→ Task requirements
Write out, exactly as they appear, only the lines running from the line with "Query: green tree foliage" to the final line of the listing; include both.

→ Task data
====

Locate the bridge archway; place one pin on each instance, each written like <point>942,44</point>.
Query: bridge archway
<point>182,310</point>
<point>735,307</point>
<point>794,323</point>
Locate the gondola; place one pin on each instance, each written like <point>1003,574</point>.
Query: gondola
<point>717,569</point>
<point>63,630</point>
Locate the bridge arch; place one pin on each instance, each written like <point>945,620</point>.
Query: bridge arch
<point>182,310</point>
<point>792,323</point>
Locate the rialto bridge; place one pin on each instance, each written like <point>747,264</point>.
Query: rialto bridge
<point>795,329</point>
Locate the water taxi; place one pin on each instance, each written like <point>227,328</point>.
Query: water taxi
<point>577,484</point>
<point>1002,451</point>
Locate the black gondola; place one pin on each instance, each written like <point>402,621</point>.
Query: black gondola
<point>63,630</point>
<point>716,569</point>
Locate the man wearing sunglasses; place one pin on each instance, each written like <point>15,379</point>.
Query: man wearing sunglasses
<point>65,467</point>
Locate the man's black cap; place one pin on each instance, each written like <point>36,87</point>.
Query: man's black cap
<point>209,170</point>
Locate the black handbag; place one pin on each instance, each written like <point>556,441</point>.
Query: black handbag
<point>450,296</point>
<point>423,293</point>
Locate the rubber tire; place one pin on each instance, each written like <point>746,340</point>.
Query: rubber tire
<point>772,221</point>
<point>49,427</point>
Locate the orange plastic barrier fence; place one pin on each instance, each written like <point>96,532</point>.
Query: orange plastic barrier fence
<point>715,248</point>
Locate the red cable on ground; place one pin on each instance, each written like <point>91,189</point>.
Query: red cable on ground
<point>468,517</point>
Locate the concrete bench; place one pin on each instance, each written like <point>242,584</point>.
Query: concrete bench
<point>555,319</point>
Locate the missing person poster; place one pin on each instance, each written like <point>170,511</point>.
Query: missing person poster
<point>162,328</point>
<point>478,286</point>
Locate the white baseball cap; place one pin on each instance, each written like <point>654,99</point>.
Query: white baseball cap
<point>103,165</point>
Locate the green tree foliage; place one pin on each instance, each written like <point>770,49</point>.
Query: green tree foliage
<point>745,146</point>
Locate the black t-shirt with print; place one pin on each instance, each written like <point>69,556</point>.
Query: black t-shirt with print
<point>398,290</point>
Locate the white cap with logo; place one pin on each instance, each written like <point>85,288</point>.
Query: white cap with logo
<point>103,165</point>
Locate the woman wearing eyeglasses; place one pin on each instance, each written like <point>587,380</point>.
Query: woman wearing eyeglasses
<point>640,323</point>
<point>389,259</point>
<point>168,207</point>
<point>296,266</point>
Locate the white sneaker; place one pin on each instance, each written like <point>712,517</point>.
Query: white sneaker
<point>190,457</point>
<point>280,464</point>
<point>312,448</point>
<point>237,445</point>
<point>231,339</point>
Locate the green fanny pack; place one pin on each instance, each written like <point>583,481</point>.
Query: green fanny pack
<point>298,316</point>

====

→ Answer section
Query: green tree foliage
<point>745,146</point>
Locate the black t-shirt with print; place one pin on each instance, each written like <point>69,556</point>.
Query: black t-shirt with print
<point>398,290</point>
Locate the white cap with logo; place one pin on each instance, each written like <point>85,288</point>.
Query: white cap with logo
<point>103,165</point>
Locate the woman wearing eyeglasses; place one pin on each instance, each written like <point>587,380</point>.
Query: woman wearing eyeglasses
<point>640,323</point>
<point>389,259</point>
<point>168,207</point>
<point>296,266</point>
Locate the white sneaker; place one pin on each instance, each written like <point>712,517</point>.
Query: white sneaker
<point>190,457</point>
<point>280,464</point>
<point>312,448</point>
<point>237,445</point>
<point>231,339</point>
Locate the green fanny pack; place one pin on each instance, each written like <point>583,481</point>.
Query: green fanny pack
<point>298,316</point>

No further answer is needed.